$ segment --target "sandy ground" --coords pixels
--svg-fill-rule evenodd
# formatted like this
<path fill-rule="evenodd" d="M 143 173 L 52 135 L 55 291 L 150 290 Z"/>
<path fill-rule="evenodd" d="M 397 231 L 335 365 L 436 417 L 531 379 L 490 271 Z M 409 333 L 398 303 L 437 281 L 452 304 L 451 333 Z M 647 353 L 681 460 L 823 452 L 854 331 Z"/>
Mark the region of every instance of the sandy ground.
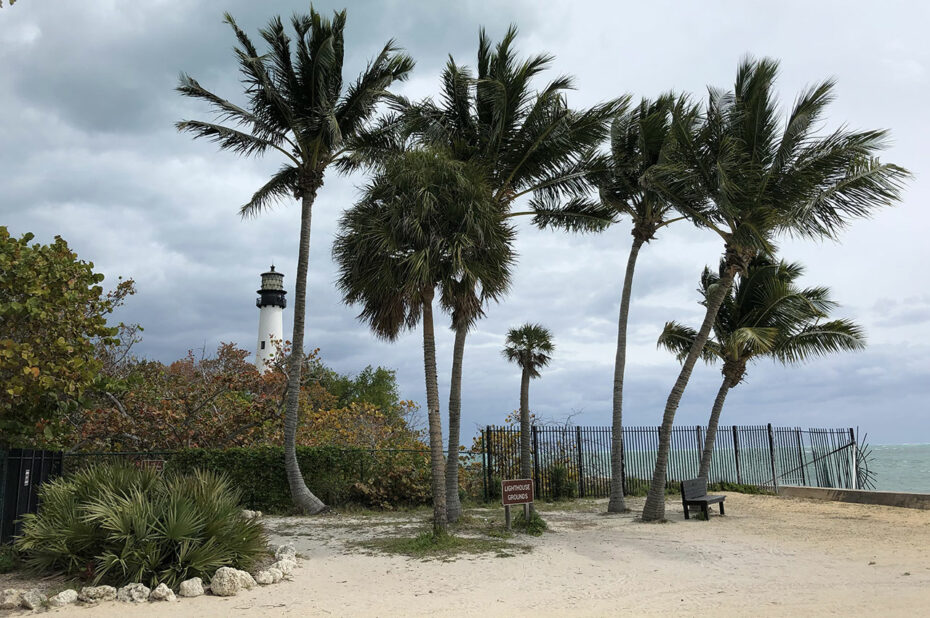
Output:
<path fill-rule="evenodd" d="M 421 561 L 351 542 L 413 533 L 424 512 L 268 518 L 306 557 L 293 581 L 170 607 L 107 603 L 62 616 L 616 616 L 930 614 L 930 511 L 729 494 L 726 517 L 667 524 L 545 507 L 551 531 L 513 557 Z M 499 516 L 500 509 L 476 511 Z"/>

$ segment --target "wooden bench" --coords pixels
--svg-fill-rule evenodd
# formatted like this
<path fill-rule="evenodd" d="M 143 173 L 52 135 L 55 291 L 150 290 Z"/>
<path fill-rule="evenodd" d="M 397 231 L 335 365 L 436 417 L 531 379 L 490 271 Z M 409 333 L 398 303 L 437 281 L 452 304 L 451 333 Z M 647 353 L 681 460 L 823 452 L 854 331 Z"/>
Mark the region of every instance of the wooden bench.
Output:
<path fill-rule="evenodd" d="M 723 515 L 723 501 L 726 499 L 726 496 L 707 495 L 707 479 L 697 478 L 681 483 L 681 505 L 685 509 L 685 519 L 691 519 L 688 513 L 688 507 L 691 505 L 700 506 L 704 519 L 710 519 L 708 507 L 717 502 L 720 503 L 720 514 Z"/>

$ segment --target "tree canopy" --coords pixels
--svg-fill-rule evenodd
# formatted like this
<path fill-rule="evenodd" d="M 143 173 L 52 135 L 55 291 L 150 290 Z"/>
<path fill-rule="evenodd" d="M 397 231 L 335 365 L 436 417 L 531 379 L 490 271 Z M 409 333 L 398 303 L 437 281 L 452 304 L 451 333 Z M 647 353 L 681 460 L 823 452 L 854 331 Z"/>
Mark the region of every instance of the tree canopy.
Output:
<path fill-rule="evenodd" d="M 104 277 L 78 258 L 60 236 L 32 243 L 0 226 L 0 441 L 35 444 L 63 430 L 102 363 L 98 341 L 132 282 L 105 294 Z"/>

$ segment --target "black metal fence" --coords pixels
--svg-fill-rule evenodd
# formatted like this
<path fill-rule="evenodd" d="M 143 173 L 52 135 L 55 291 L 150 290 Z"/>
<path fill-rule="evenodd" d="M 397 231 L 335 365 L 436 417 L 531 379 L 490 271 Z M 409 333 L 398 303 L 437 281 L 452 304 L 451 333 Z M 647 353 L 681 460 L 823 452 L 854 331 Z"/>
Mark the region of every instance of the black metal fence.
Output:
<path fill-rule="evenodd" d="M 667 479 L 695 478 L 706 428 L 672 428 Z M 520 431 L 513 427 L 482 432 L 484 483 L 493 495 L 500 479 L 519 478 Z M 659 428 L 623 428 L 624 493 L 644 493 L 652 479 Z M 533 426 L 533 476 L 541 498 L 604 497 L 610 492 L 610 427 Z M 778 485 L 862 488 L 852 429 L 801 429 L 769 425 L 717 429 L 709 483 L 738 483 L 776 489 Z"/>
<path fill-rule="evenodd" d="M 19 533 L 17 520 L 39 508 L 39 485 L 61 474 L 62 453 L 14 448 L 0 450 L 0 543 Z"/>

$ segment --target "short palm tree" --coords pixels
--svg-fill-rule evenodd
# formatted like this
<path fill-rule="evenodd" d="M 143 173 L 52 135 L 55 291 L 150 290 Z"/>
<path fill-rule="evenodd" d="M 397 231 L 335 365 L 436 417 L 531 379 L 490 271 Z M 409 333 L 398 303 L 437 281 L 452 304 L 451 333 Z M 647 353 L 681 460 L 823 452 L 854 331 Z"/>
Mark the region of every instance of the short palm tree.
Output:
<path fill-rule="evenodd" d="M 784 364 L 800 363 L 817 356 L 865 347 L 862 329 L 849 320 L 822 321 L 837 304 L 827 288 L 799 288 L 804 273 L 800 264 L 753 260 L 745 275 L 737 278 L 720 305 L 714 321 L 713 338 L 704 344 L 702 357 L 708 363 L 723 363 L 723 382 L 714 399 L 707 423 L 698 476 L 710 472 L 717 424 L 730 389 L 742 382 L 746 365 L 759 358 L 772 358 Z M 700 293 L 707 303 L 720 275 L 704 269 Z M 677 322 L 668 322 L 659 345 L 683 360 L 697 332 Z"/>
<path fill-rule="evenodd" d="M 694 114 L 684 97 L 664 95 L 655 101 L 643 99 L 639 105 L 617 116 L 610 129 L 610 158 L 603 170 L 595 170 L 601 203 L 613 221 L 629 218 L 633 242 L 627 259 L 620 295 L 617 325 L 617 354 L 614 363 L 613 423 L 611 426 L 610 500 L 607 511 L 626 511 L 623 499 L 623 375 L 626 367 L 626 331 L 630 315 L 633 273 L 643 244 L 650 242 L 663 227 L 683 217 L 671 217 L 672 205 L 660 193 L 643 186 L 640 179 L 649 169 L 663 163 L 673 147 L 672 114 Z"/>
<path fill-rule="evenodd" d="M 520 59 L 514 48 L 515 27 L 493 45 L 484 30 L 478 36 L 477 71 L 450 59 L 441 76 L 438 101 L 408 105 L 401 114 L 407 132 L 420 143 L 441 146 L 460 161 L 479 166 L 485 182 L 507 216 L 532 216 L 541 227 L 600 230 L 610 220 L 588 197 L 587 175 L 602 160 L 595 149 L 608 124 L 622 111 L 621 98 L 576 111 L 566 101 L 572 80 L 560 76 L 534 89 L 534 79 L 549 69 L 553 57 Z M 391 140 L 385 140 L 388 145 Z M 516 200 L 529 198 L 529 210 L 514 212 Z M 463 290 L 464 297 L 476 293 Z M 455 312 L 455 346 L 449 389 L 449 516 L 458 517 L 458 448 L 461 375 L 468 328 L 481 317 L 472 305 Z"/>
<path fill-rule="evenodd" d="M 724 242 L 720 281 L 665 404 L 645 521 L 665 517 L 675 412 L 736 275 L 757 255 L 772 255 L 779 235 L 835 238 L 850 220 L 896 202 L 908 175 L 876 158 L 886 131 L 841 127 L 817 134 L 833 98 L 830 80 L 801 93 L 782 122 L 774 93 L 777 71 L 774 60 L 744 59 L 732 92 L 711 89 L 702 119 L 675 118 L 674 159 L 644 177 L 678 212 Z"/>
<path fill-rule="evenodd" d="M 355 83 L 343 89 L 342 64 L 345 11 L 332 20 L 311 7 L 309 15 L 291 19 L 294 39 L 280 17 L 273 18 L 261 36 L 268 51 L 260 54 L 249 37 L 226 14 L 239 47 L 235 48 L 248 105 L 240 107 L 181 76 L 178 91 L 206 101 L 216 113 L 215 122 L 184 120 L 180 131 L 205 138 L 240 155 L 276 151 L 284 165 L 239 211 L 257 216 L 274 202 L 295 198 L 301 202 L 300 248 L 294 290 L 294 331 L 288 360 L 284 415 L 284 453 L 288 483 L 295 505 L 317 513 L 325 505 L 307 489 L 297 465 L 297 408 L 306 318 L 307 269 L 310 255 L 310 219 L 313 202 L 323 186 L 330 164 L 351 152 L 356 135 L 363 133 L 386 89 L 403 80 L 413 60 L 398 53 L 389 41 Z M 292 48 L 293 43 L 293 48 Z M 224 124 L 225 123 L 225 124 Z"/>
<path fill-rule="evenodd" d="M 480 170 L 412 150 L 382 162 L 333 245 L 344 300 L 362 306 L 377 335 L 393 340 L 422 323 L 436 534 L 447 514 L 433 300 L 438 289 L 454 305 L 462 281 L 482 290 L 478 304 L 506 290 L 513 231 L 501 215 Z"/>
<path fill-rule="evenodd" d="M 504 358 L 522 370 L 520 378 L 520 476 L 533 478 L 530 447 L 530 379 L 539 377 L 539 370 L 549 364 L 555 345 L 552 333 L 539 324 L 524 324 L 507 333 Z M 532 507 L 531 507 L 532 508 Z"/>

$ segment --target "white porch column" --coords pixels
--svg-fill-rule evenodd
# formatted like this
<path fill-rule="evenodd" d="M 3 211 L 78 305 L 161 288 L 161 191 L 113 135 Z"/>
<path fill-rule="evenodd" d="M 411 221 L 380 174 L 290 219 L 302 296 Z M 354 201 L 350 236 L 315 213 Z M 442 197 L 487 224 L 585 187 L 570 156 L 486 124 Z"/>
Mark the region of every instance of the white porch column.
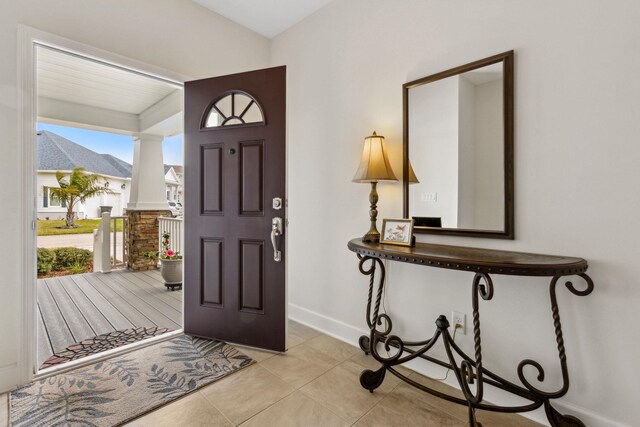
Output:
<path fill-rule="evenodd" d="M 133 171 L 128 210 L 167 210 L 162 157 L 163 136 L 133 136 Z"/>

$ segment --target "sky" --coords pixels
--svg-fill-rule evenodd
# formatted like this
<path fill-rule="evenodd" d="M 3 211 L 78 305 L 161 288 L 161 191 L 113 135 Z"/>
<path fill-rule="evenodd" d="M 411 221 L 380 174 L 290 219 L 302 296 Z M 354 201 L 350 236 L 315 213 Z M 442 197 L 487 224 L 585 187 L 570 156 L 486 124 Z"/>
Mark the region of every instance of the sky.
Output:
<path fill-rule="evenodd" d="M 38 123 L 38 130 L 47 130 L 56 133 L 96 153 L 111 154 L 127 163 L 133 163 L 133 138 L 129 135 L 118 135 L 115 133 L 98 132 L 95 130 L 45 123 Z M 164 163 L 167 165 L 182 165 L 182 146 L 182 134 L 165 138 L 162 142 Z"/>

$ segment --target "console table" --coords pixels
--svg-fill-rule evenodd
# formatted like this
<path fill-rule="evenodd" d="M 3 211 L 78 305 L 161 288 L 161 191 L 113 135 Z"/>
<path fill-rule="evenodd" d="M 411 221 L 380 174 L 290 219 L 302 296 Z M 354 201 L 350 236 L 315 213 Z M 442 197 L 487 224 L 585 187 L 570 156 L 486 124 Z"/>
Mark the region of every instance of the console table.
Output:
<path fill-rule="evenodd" d="M 579 290 L 570 281 L 565 283 L 566 288 L 577 296 L 589 295 L 591 291 L 593 291 L 593 281 L 585 273 L 587 270 L 587 262 L 584 259 L 425 243 L 418 243 L 415 247 L 403 247 L 367 243 L 363 242 L 362 239 L 351 240 L 348 243 L 348 247 L 351 251 L 355 252 L 360 259 L 360 272 L 370 276 L 369 296 L 367 300 L 367 325 L 369 326 L 370 334 L 369 336 L 360 337 L 360 348 L 365 353 L 373 355 L 373 357 L 382 364 L 377 371 L 367 369 L 362 372 L 360 375 L 360 384 L 364 388 L 373 392 L 373 390 L 382 384 L 385 373 L 389 371 L 406 383 L 425 392 L 450 402 L 467 406 L 469 408 L 470 426 L 481 426 L 475 417 L 476 409 L 496 412 L 527 412 L 544 406 L 547 418 L 552 426 L 584 427 L 582 421 L 571 415 L 559 413 L 551 405 L 552 399 L 564 396 L 569 389 L 567 358 L 565 355 L 564 339 L 562 337 L 562 326 L 560 325 L 560 311 L 556 298 L 556 287 L 564 276 L 577 275 L 586 282 L 586 288 Z M 473 273 L 471 298 L 473 307 L 474 354 L 472 356 L 465 354 L 453 341 L 448 330 L 449 321 L 443 315 L 436 320 L 436 330 L 433 336 L 424 341 L 404 341 L 398 336 L 391 334 L 393 328 L 391 318 L 387 313 L 380 313 L 380 303 L 385 284 L 385 268 L 382 260 L 385 259 L 425 267 L 462 270 Z M 366 265 L 367 261 L 370 261 L 368 266 Z M 377 270 L 379 270 L 379 278 L 377 281 L 377 289 L 374 289 L 376 288 L 374 285 Z M 551 310 L 562 371 L 562 386 L 560 389 L 543 391 L 534 386 L 525 377 L 524 369 L 527 366 L 531 366 L 535 368 L 538 373 L 537 380 L 539 382 L 544 381 L 544 369 L 542 365 L 535 360 L 525 359 L 518 364 L 517 373 L 521 384 L 515 384 L 505 380 L 484 367 L 480 338 L 479 300 L 482 298 L 488 301 L 493 297 L 494 286 L 491 275 L 494 274 L 551 278 L 549 284 Z M 375 301 L 374 290 L 376 290 Z M 439 339 L 443 340 L 448 360 L 440 360 L 427 354 Z M 386 349 L 385 354 L 379 352 L 379 344 Z M 395 349 L 395 352 L 388 355 L 392 347 Z M 417 357 L 451 369 L 455 373 L 464 399 L 419 384 L 402 375 L 396 369 L 397 365 Z M 460 363 L 456 362 L 456 357 L 460 359 Z M 526 399 L 527 403 L 519 406 L 499 406 L 486 402 L 483 400 L 484 384 L 490 384 L 516 394 Z"/>

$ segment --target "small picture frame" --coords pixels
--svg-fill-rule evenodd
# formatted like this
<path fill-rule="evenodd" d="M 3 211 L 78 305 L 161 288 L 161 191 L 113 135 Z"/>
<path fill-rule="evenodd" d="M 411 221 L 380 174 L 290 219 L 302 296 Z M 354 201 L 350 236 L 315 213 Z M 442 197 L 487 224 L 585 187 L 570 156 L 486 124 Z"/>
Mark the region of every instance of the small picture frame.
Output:
<path fill-rule="evenodd" d="M 413 219 L 383 219 L 380 243 L 413 246 Z"/>

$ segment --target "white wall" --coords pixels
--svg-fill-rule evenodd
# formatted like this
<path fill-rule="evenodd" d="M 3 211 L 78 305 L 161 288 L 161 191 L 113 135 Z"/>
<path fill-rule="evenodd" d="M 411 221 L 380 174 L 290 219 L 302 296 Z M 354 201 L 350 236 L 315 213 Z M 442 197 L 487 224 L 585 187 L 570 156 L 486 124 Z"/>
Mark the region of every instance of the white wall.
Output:
<path fill-rule="evenodd" d="M 411 184 L 411 216 L 442 218 L 458 225 L 458 78 L 439 80 L 409 92 L 409 158 L 419 183 Z M 397 169 L 402 177 L 402 170 Z M 425 200 L 435 193 L 436 201 Z"/>
<path fill-rule="evenodd" d="M 290 313 L 352 340 L 366 329 L 368 280 L 346 247 L 367 229 L 369 188 L 351 183 L 362 138 L 385 135 L 399 175 L 402 84 L 515 49 L 516 239 L 419 240 L 586 258 L 595 291 L 559 290 L 571 375 L 562 402 L 587 425 L 638 425 L 640 2 L 397 3 L 336 1 L 272 42 L 272 64 L 289 74 Z M 379 217 L 400 216 L 401 185 L 379 193 Z M 399 334 L 422 338 L 438 314 L 471 313 L 469 274 L 389 270 Z M 487 366 L 514 378 L 532 357 L 553 388 L 546 280 L 494 279 L 494 299 L 481 302 Z M 460 338 L 467 350 L 471 341 Z"/>
<path fill-rule="evenodd" d="M 86 43 L 174 73 L 204 78 L 268 65 L 267 39 L 190 0 L 1 0 L 0 170 L 11 185 L 0 199 L 4 268 L 0 276 L 0 385 L 24 379 L 20 356 L 23 230 L 20 209 L 23 162 L 18 138 L 18 24 Z M 35 132 L 35 129 L 34 129 Z M 0 390 L 4 391 L 4 390 Z"/>
<path fill-rule="evenodd" d="M 475 228 L 476 145 L 478 143 L 476 138 L 476 88 L 472 82 L 465 78 L 464 74 L 455 77 L 455 80 L 458 81 L 457 226 Z"/>
<path fill-rule="evenodd" d="M 475 86 L 475 225 L 504 230 L 503 81 Z"/>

=====

• Try it
From the very first line of the records down to the line with "Mark the region of every instance of the sandy", please write out each line exactly, including both ends and no other lines.

• Result of the task
$ segment --target "sandy ground" --coords pixels
--svg-fill-rule evenodd
# formatted like this
<path fill-rule="evenodd" d="M 143 173 L 52 135 L 55 291 L 150 290 Z"/>
<path fill-rule="evenodd" d="M 397 231 L 335 365 L 436 417 L 531 379 L 490 271 Z M 409 333 L 398 303 L 437 281 L 452 304 L 451 333 Z M 647 353 L 681 460 L 823 452 L 854 331 Z"/>
Mark the region of every instance of the sandy ground.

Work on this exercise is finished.